Records contained in a dataset
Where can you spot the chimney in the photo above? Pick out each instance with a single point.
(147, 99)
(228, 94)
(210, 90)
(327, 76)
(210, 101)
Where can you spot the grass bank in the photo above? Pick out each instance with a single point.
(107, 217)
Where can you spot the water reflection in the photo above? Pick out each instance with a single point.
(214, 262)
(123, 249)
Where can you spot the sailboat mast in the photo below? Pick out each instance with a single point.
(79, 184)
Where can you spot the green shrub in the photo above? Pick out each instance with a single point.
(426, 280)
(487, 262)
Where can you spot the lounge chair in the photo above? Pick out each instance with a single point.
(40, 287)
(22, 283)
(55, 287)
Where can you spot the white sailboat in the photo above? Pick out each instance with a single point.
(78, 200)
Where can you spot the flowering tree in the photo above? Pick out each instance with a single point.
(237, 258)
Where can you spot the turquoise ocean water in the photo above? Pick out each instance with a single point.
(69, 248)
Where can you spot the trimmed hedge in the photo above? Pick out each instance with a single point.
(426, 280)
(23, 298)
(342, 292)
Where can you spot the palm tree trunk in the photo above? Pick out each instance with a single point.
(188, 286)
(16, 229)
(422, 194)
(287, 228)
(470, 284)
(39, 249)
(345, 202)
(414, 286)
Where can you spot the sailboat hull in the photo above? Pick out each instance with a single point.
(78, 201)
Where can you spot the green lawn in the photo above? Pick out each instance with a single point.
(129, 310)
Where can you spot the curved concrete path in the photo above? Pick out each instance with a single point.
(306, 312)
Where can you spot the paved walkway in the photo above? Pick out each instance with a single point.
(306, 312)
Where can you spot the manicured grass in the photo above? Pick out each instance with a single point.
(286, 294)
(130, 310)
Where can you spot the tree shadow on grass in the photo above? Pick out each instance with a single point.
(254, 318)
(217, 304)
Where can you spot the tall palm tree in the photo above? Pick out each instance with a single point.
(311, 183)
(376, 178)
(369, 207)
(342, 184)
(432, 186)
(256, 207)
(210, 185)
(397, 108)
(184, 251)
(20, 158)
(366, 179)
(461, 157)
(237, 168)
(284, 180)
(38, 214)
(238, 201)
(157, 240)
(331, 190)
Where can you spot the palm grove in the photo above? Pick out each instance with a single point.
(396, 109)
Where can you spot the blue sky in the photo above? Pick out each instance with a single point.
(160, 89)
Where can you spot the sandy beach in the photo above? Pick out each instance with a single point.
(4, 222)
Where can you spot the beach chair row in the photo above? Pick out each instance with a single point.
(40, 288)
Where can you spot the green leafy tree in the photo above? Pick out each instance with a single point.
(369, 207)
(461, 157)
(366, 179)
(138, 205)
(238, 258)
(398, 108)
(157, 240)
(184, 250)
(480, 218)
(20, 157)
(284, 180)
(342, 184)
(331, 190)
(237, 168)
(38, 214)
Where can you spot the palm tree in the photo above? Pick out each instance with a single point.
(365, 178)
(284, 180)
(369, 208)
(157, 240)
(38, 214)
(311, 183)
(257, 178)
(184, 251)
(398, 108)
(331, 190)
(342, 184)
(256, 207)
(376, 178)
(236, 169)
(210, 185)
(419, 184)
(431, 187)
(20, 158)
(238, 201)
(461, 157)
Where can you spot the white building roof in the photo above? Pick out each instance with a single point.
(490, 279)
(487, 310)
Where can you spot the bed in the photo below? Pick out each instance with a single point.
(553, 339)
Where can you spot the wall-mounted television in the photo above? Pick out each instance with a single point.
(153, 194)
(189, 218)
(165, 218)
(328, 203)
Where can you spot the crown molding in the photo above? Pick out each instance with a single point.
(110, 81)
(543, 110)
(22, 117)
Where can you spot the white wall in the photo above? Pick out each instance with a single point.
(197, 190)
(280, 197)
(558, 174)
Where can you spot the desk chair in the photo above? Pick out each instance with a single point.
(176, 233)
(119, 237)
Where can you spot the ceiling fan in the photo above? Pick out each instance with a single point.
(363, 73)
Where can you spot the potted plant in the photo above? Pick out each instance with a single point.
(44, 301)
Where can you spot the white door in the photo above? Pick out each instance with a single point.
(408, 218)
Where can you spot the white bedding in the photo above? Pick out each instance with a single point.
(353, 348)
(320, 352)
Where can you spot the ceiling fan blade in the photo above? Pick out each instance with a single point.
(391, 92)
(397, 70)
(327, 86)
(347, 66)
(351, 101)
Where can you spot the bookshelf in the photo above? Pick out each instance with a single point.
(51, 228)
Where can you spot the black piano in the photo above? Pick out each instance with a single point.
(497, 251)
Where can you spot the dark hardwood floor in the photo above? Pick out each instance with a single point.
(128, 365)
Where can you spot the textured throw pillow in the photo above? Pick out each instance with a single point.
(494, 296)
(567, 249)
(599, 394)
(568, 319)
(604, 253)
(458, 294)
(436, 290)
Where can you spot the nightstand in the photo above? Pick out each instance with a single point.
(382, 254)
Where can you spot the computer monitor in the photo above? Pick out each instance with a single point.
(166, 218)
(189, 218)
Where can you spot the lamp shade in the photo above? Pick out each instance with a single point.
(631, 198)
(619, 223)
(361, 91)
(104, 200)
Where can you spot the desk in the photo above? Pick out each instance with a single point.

_SET PROBLEM_
Every entry must be quoted exactly as it appears above.

_PROBLEM SOLUTION_
Where can you spot the chimney in the photo above? Pick out each instance with a single point.
(147, 99)
(228, 94)
(210, 90)
(327, 76)
(210, 101)
Where can you spot the grass bank in the photo above? Pick out each instance with a single point.
(107, 217)
Where can you spot the water reflection in the photo above? Pick out each instance with a single point.
(214, 262)
(123, 249)
Where can you spot the sailboat mast in the photo below? Pick out each instance with a single point.
(79, 184)
Where can you spot the green shrub in the photo above? Pick out each instance with a single point.
(426, 280)
(487, 262)
Where can you spot the lounge chair in the photo above? Pick out each instance with a single point.
(40, 287)
(22, 283)
(55, 287)
Where can you spot the white sailboat in the photo above? Pick out each instance with a single point.
(78, 200)
Where can you spot the flowering tree in the photo above? Pick out each instance with a single point.
(237, 258)
Where can you spot the turquoise ocean water in the photo above? Pick out each instance with a single point.
(69, 248)
Where can you spot the trimmed hedge in the photo above? Pick out each instance with a single point.
(426, 280)
(23, 298)
(342, 292)
Where can you spot the palm tree trunk in the photo above? Pick out each instance with a single point.
(188, 286)
(16, 229)
(422, 194)
(287, 228)
(470, 284)
(39, 249)
(345, 202)
(414, 286)
Where can you spot the sailboat hull in the photo above? Pick out each instance with a single point.
(78, 201)
Where can you spot the green lawn in the photo above? Pick out each instance with a single point.
(129, 310)
Where can you spot the curved concrete path in the photo above? Pick out each instance with a single point.
(306, 312)
Where can you spot the paved walkway in the photo above? Pick out each instance with a single point.
(306, 312)
Where can you spot the manicured grass in the photo above? Pick out each instance with a single point.
(286, 294)
(130, 310)
Where can you spot the tree shadow on grass in the photo above? Pick out each instance with a single point.
(254, 318)
(217, 304)
Where can you spot the tall palm tree in the photo above? Pick out each instance with a single point.
(311, 183)
(376, 178)
(369, 207)
(342, 184)
(432, 186)
(256, 207)
(210, 185)
(397, 108)
(184, 251)
(20, 158)
(366, 179)
(461, 157)
(237, 168)
(284, 180)
(38, 214)
(238, 201)
(157, 240)
(331, 190)
Where can you spot the palm grove in the photo above? Pick out each instance with a single point.
(396, 109)
Where can you spot the blue sky in the photo above? Pick out each instance with a single point.
(160, 89)
Where can you spot the sandy beach in the photo above? Pick out each instance with a single point.
(4, 222)
Where can you spot the beach chair row in the photo above? Pick out each instance with a single point.
(40, 288)
Where can you spot the green leafy tree in the photo above? Pick out each instance with a single point.
(369, 207)
(461, 157)
(366, 179)
(138, 205)
(238, 258)
(398, 108)
(157, 240)
(184, 250)
(480, 218)
(20, 157)
(284, 180)
(342, 184)
(331, 190)
(237, 168)
(38, 214)
Where can you spot the palm tree in the photo above? Pick out each instance with a single point.
(365, 178)
(284, 180)
(369, 208)
(157, 240)
(38, 214)
(311, 183)
(257, 178)
(184, 251)
(398, 108)
(331, 190)
(342, 184)
(256, 207)
(376, 178)
(236, 169)
(210, 185)
(419, 184)
(431, 187)
(20, 158)
(238, 201)
(461, 157)
Where can you spot the white building roof in the photo above? Pick out each instance with a single point.
(490, 279)
(487, 310)
Where can you spot the bed in the photo below? Pick out each instance with a single point.
(553, 339)
Where can you spot the wall-mounted television in the photo above? Pick out each instance with a single point.
(153, 194)
(189, 218)
(165, 218)
(328, 203)
Where can you spot the crown molding in the photo above? Pick out each instance with a single point.
(110, 81)
(543, 110)
(22, 117)
Where can you spot the white wall in the photo above? Pick out each instance with a single point.
(197, 190)
(280, 197)
(558, 174)
Where can you spot the desk chair in the photo above? Pick out each instance with a single point.
(176, 233)
(119, 237)
Where can you spot the ceiling fan in the photo above? Pick out each instance with a single point.
(363, 73)
Where can you spot the potted plant in the photo above? Pick out each instance with a single point.
(44, 301)
Where can you spot the white door in the photo above? Pick out each instance with a single point.
(408, 218)
Where can you spot the white bedding in the photo above? Pick out each instance with a single point.
(353, 348)
(320, 352)
Where can you spot the ceiling fan blade in the photo above? Pick out each instance with a single point.
(391, 92)
(397, 70)
(327, 86)
(347, 66)
(351, 101)
Where can you spot the bookshelf in the photo above? Pick out each instance with a single point.
(51, 228)
Where can you spot the black piano in the photo above? Pick out each instance with a single point.
(497, 251)
Where can you spot the dark hardwood floor in the photo above? Pick out each instance with a single point.
(128, 365)
Where can you spot the textured throw pillow in the photo above? Pick out each instance with a single point.
(494, 296)
(567, 249)
(599, 394)
(568, 319)
(604, 253)
(458, 294)
(436, 290)
Where can you spot the nightstand in the photo above? Pick out each instance with a single point.
(382, 254)
Where can you spot the computer monitor in the photo above? Pick out each instance with a single point.
(166, 218)
(189, 218)
Where can you spot the lamp shade in the photo above? Pick out each instance with a single point.
(631, 198)
(619, 223)
(361, 91)
(104, 200)
Where can you spot the desk in the photo above? Pick out each instance with a single point.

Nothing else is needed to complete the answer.